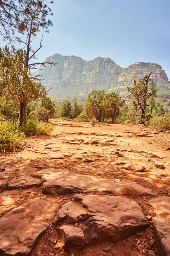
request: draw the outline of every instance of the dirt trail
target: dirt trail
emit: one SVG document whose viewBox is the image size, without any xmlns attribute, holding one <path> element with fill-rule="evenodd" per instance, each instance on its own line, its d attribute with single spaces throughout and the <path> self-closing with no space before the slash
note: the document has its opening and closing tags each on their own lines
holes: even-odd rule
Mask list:
<svg viewBox="0 0 170 256">
<path fill-rule="evenodd" d="M 148 202 L 152 198 L 170 195 L 170 151 L 166 150 L 170 146 L 170 133 L 156 132 L 141 125 L 76 123 L 59 119 L 50 121 L 54 128 L 50 134 L 26 139 L 21 150 L 1 156 L 0 217 L 7 216 L 12 209 L 31 199 L 46 200 L 54 207 L 53 211 L 46 215 L 46 221 L 51 226 L 34 245 L 30 255 L 138 256 L 149 255 L 150 250 L 158 255 L 152 226 L 155 213 Z M 158 162 L 163 163 L 163 169 L 156 167 Z M 161 166 L 161 163 L 157 164 Z M 103 243 L 86 246 L 80 251 L 73 248 L 64 250 L 57 246 L 60 238 L 53 226 L 53 221 L 63 204 L 73 201 L 74 194 L 43 193 L 38 181 L 37 185 L 31 183 L 26 188 L 15 188 L 13 182 L 10 190 L 9 187 L 8 189 L 8 183 L 15 177 L 32 176 L 38 170 L 52 168 L 110 180 L 125 179 L 151 190 L 155 195 L 138 196 L 135 191 L 123 195 L 139 204 L 148 220 L 148 227 L 108 250 L 104 249 Z M 38 178 L 42 184 L 44 180 Z M 90 194 L 109 194 L 103 191 Z M 58 243 L 55 243 L 55 239 Z M 150 245 L 150 241 L 152 240 Z M 11 243 L 12 247 L 13 241 Z M 1 249 L 0 255 L 5 255 Z"/>
</svg>

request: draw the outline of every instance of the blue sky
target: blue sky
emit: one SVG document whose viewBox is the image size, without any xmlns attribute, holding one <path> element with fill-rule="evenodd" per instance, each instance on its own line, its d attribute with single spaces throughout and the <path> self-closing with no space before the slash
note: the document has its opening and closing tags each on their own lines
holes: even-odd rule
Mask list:
<svg viewBox="0 0 170 256">
<path fill-rule="evenodd" d="M 40 61 L 60 53 L 109 57 L 122 67 L 153 62 L 170 78 L 169 0 L 54 0 L 51 7 L 53 27 L 44 35 Z"/>
</svg>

■ ■ ■ ■ ■

### STATED EXERCISE
Write out word for word the stretch from the start of the material through the line containing "target: dirt trail", omitting the picture.

### EXERCISE RESULT
request: draw the outline of every instance of the dirt trail
target: dirt trail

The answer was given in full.